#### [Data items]
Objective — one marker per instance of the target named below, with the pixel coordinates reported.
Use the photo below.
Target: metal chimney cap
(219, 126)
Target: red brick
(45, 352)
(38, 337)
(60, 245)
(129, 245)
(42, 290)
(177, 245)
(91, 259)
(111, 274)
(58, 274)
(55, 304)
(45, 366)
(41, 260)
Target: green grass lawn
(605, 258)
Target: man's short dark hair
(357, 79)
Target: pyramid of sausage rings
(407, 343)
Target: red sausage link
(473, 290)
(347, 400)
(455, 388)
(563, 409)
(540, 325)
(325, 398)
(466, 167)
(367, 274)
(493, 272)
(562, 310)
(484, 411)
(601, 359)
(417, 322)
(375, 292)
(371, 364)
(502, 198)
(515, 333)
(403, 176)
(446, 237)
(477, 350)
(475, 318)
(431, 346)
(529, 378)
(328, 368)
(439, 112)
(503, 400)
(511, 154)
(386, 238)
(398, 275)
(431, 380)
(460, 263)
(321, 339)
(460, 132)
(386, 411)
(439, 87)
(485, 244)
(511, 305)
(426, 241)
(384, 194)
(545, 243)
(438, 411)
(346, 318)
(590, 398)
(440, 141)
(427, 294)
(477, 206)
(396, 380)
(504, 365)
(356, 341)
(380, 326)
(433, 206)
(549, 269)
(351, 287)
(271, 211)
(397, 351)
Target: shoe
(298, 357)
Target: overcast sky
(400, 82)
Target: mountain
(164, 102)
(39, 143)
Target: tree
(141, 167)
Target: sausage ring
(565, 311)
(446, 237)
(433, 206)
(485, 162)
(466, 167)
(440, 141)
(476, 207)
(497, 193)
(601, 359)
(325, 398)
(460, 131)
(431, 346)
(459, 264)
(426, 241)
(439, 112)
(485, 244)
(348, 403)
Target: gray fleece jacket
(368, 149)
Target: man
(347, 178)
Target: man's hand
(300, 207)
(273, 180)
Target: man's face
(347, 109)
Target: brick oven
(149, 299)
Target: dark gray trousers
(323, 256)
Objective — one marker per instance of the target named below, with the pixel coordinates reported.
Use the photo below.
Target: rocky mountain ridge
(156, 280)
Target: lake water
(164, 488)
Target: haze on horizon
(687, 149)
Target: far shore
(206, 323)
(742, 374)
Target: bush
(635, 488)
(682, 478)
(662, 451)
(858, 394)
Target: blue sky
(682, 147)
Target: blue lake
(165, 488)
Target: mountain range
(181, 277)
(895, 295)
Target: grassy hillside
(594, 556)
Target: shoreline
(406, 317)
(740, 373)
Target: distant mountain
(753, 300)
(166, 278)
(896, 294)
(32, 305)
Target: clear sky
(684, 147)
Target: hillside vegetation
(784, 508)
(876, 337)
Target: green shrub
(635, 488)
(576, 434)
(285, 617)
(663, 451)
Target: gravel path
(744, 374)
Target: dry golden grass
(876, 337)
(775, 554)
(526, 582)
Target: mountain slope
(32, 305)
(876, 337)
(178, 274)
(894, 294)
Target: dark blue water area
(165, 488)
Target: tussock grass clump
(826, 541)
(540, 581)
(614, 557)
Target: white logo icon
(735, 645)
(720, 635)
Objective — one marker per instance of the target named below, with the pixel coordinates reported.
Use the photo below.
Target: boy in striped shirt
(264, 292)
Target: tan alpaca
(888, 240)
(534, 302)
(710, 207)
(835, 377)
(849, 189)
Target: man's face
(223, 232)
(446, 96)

#### [EXERCISE PROMPT]
I'd like the records returned exactly as they were written, please.

#### [COMPLETED TASK]
Objective — one marker per instance of the target named below, with the pixel coordinates reported.
Use the photo below.
Target: metal chimney cap
(219, 126)
Target: red brick
(45, 352)
(38, 337)
(60, 245)
(129, 245)
(42, 290)
(177, 245)
(91, 259)
(111, 274)
(58, 274)
(55, 304)
(45, 366)
(41, 260)
Target: green grass lawn
(605, 258)
Target: man's short dark hair
(357, 79)
Target: pyramid of sausage rings
(407, 343)
Target: red sausage link
(473, 290)
(347, 400)
(455, 388)
(563, 409)
(540, 325)
(325, 398)
(466, 167)
(367, 274)
(493, 272)
(562, 310)
(484, 411)
(601, 359)
(417, 322)
(375, 292)
(371, 364)
(502, 198)
(515, 333)
(403, 176)
(446, 237)
(477, 350)
(475, 318)
(431, 346)
(529, 378)
(328, 368)
(439, 112)
(503, 400)
(511, 154)
(386, 238)
(398, 275)
(431, 380)
(460, 263)
(321, 339)
(460, 132)
(386, 411)
(439, 87)
(485, 244)
(511, 305)
(426, 241)
(384, 194)
(545, 243)
(438, 411)
(346, 318)
(590, 398)
(440, 141)
(427, 294)
(477, 206)
(396, 380)
(504, 365)
(356, 341)
(380, 326)
(433, 206)
(549, 269)
(351, 287)
(271, 211)
(397, 351)
Target: shoe
(298, 357)
Target: overcast sky
(400, 82)
Target: mountain
(164, 102)
(39, 143)
Target: tree
(141, 167)
Target: sausage ring
(565, 311)
(446, 237)
(433, 206)
(485, 162)
(466, 167)
(440, 141)
(476, 207)
(497, 193)
(601, 359)
(325, 398)
(460, 131)
(431, 346)
(459, 264)
(426, 241)
(439, 112)
(485, 244)
(348, 403)
Target: gray fleece jacket
(368, 149)
Target: man
(347, 178)
Target: man's hand
(300, 207)
(273, 180)
Target: man's face
(347, 109)
Target: brick oven
(149, 299)
Target: dark gray trousers
(323, 256)
Objective — one marker per instance of the target named below, with the pixel coordinates reported.
Use the photo below.
Target: rocky mountain ridge
(156, 280)
Target: lake water
(164, 488)
Target: haze on horizon
(687, 149)
Target: far shore
(206, 323)
(742, 374)
Target: bush
(635, 488)
(682, 478)
(662, 451)
(858, 394)
Target: blue sky
(682, 147)
Target: blue lake
(165, 488)
Target: mountain range
(181, 277)
(895, 295)
Target: grassy hillside
(594, 556)
Target: shoreline
(406, 317)
(740, 373)
Target: distant mountain
(753, 300)
(166, 278)
(896, 294)
(32, 305)
Target: clear sky
(684, 147)
Target: hillside vegetation
(784, 508)
(876, 337)
Target: green shrub
(635, 488)
(576, 434)
(285, 617)
(663, 451)
Target: gravel path
(744, 374)
Target: dry golden grass
(876, 337)
(775, 554)
(526, 582)
Target: mountain slope
(32, 305)
(876, 337)
(178, 274)
(894, 294)
Target: dark blue water area
(165, 488)
Target: tussock grass clump
(826, 541)
(540, 581)
(614, 557)
Target: white logo icon
(735, 645)
(720, 635)
Objective — one marker per instance of the target named below, with the pixel coordinates reported.
Use the photo below.
Target: boy in striped shirt
(264, 292)
Target: tan alpaca
(888, 240)
(534, 302)
(710, 207)
(835, 377)
(849, 189)
Target: man's face
(223, 232)
(446, 96)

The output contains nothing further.